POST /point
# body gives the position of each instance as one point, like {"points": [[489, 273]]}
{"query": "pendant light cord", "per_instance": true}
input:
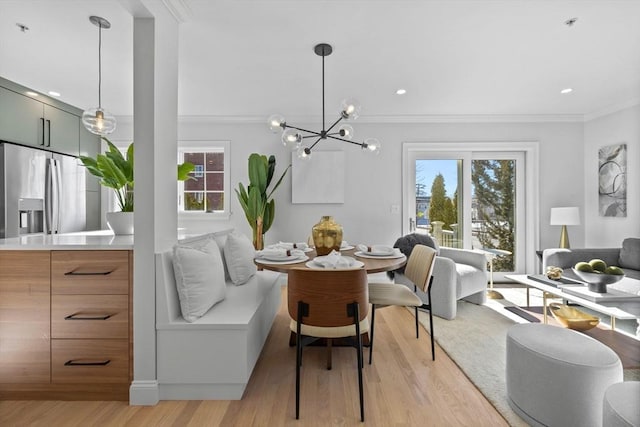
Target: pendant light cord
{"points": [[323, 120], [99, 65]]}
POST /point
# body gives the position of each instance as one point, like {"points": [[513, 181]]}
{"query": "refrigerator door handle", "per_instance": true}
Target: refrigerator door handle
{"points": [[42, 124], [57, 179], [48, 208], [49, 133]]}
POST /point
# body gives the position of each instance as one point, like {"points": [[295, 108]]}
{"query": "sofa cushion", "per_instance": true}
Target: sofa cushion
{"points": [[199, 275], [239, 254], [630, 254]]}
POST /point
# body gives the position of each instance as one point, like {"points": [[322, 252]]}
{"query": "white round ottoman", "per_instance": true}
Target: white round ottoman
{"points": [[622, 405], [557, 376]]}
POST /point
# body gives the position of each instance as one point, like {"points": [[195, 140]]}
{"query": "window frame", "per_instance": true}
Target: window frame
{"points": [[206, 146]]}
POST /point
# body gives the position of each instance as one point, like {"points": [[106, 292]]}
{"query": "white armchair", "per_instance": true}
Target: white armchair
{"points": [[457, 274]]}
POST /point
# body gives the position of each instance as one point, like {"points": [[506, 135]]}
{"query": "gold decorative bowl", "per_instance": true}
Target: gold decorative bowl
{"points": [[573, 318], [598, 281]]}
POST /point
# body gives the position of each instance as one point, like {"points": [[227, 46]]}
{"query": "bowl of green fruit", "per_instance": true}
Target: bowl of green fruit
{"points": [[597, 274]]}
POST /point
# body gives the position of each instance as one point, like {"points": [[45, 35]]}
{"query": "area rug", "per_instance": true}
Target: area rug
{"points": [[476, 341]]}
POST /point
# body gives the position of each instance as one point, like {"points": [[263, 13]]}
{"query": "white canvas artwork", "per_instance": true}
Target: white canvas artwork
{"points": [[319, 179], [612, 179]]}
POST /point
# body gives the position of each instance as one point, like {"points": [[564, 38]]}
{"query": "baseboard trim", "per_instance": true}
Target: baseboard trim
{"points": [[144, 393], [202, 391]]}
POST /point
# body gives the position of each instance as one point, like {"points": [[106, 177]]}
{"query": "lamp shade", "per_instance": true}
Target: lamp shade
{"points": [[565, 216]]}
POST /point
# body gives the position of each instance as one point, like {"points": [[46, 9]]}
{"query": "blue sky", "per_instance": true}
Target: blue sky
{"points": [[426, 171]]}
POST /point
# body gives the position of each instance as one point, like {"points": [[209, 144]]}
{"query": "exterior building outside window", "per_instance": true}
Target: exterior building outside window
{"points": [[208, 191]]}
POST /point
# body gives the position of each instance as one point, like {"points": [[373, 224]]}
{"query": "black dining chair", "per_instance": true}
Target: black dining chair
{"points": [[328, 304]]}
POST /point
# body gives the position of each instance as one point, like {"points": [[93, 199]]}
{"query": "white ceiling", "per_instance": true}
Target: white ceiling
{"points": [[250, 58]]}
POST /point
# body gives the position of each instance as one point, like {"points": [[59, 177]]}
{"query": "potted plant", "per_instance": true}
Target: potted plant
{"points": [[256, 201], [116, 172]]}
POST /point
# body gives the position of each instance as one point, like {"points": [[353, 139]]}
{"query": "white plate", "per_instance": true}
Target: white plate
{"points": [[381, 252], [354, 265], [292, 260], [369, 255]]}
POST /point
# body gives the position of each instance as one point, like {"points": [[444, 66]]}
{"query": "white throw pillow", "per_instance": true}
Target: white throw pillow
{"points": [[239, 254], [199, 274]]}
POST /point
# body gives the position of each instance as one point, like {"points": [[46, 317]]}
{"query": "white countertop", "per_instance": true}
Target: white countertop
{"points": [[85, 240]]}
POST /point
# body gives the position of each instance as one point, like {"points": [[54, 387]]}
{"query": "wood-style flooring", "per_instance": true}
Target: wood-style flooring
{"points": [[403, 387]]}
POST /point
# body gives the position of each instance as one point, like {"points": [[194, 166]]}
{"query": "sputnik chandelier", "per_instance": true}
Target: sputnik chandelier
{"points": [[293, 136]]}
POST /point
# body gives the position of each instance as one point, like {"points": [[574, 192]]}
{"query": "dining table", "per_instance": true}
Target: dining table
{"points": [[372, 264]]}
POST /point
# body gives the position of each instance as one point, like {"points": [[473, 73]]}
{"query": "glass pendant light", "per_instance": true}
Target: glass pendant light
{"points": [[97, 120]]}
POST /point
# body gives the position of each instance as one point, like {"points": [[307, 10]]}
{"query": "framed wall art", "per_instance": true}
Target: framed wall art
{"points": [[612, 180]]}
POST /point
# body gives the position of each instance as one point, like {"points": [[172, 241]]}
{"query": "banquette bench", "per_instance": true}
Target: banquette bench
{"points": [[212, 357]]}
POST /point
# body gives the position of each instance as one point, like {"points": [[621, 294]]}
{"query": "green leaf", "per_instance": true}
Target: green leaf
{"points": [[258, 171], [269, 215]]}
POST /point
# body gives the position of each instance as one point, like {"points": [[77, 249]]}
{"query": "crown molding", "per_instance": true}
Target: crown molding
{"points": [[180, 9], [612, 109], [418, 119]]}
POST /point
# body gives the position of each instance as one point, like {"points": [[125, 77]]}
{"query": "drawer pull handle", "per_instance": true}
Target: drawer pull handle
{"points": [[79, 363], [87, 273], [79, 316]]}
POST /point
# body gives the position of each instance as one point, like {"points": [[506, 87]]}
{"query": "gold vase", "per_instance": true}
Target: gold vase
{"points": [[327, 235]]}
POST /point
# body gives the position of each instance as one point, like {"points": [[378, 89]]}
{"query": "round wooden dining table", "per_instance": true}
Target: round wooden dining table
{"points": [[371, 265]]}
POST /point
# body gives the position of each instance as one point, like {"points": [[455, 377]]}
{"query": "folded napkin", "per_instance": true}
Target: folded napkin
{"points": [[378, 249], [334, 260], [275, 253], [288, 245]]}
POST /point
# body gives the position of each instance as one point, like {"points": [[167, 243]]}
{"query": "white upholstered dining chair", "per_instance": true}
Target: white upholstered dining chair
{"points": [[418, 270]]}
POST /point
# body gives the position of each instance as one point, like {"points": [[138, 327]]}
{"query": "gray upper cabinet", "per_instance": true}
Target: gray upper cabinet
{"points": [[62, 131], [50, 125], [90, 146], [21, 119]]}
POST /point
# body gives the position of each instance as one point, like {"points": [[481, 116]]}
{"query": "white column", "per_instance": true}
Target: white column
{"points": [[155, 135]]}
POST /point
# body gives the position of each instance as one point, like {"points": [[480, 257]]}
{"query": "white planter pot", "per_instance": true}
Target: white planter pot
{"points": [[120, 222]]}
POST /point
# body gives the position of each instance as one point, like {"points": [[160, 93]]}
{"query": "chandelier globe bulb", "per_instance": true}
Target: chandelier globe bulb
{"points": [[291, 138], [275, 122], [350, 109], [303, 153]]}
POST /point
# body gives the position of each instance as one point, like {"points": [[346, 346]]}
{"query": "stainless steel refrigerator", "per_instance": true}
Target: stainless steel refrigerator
==
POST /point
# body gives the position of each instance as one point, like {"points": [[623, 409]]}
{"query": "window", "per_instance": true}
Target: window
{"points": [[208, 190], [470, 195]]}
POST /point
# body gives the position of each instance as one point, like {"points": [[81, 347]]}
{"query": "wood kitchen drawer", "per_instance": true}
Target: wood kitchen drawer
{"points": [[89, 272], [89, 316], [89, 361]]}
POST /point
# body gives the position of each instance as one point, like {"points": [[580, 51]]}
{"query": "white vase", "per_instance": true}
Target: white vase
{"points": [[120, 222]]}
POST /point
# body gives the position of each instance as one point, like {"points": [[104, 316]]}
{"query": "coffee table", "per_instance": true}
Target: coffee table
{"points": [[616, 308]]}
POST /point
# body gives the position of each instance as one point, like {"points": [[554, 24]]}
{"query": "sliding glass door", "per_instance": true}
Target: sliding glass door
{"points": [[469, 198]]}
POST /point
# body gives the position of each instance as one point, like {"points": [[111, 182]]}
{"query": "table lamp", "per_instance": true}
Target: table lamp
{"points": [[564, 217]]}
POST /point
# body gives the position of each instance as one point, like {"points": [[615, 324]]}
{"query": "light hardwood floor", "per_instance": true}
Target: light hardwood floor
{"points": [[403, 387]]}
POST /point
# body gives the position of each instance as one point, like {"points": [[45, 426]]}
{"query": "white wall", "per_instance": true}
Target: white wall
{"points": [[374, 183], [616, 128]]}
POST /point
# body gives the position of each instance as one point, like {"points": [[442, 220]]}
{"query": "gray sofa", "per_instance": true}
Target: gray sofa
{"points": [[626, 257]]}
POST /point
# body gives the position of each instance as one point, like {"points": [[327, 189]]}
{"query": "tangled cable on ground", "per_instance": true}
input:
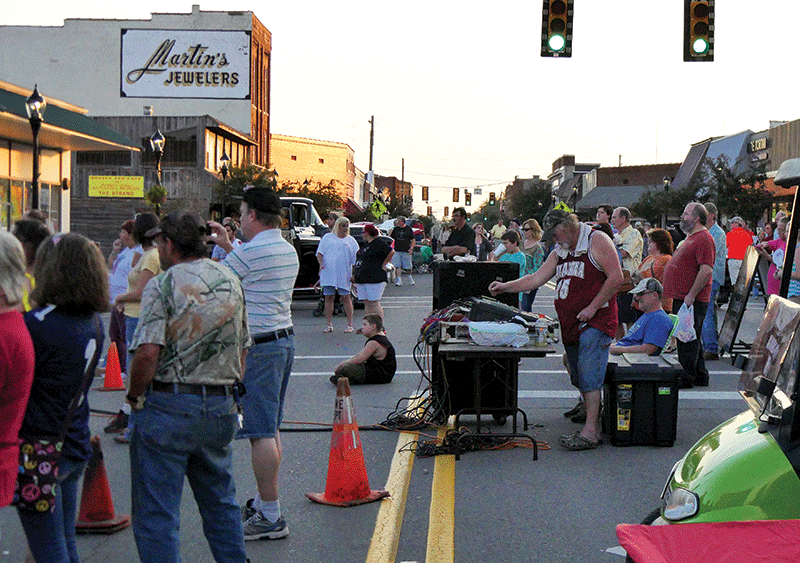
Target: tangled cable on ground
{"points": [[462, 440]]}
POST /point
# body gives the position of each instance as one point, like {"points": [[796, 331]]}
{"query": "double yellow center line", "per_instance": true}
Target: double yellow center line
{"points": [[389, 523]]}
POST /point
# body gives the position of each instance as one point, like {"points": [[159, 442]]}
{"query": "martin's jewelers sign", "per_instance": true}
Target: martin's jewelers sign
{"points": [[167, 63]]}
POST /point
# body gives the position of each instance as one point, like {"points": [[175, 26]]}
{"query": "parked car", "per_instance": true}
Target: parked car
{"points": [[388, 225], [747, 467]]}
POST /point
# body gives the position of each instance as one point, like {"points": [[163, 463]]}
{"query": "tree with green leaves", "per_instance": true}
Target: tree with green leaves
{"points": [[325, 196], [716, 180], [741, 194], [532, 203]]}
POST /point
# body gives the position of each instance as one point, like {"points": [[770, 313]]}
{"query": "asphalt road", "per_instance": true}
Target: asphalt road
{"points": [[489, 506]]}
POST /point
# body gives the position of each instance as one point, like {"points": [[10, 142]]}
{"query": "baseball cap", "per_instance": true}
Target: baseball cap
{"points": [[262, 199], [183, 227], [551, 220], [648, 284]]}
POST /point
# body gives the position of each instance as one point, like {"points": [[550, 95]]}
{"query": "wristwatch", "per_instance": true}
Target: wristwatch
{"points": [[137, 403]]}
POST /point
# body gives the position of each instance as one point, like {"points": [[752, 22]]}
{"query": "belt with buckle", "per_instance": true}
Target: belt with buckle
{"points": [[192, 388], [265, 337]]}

TASK BRIEF: Go over the data above and copy every line that has the word "steel" in it.

ANSWER FOR THIS EXERCISE:
{"query": "stainless steel refrigerator", "per_instance": true}
Target: stainless steel refrigerator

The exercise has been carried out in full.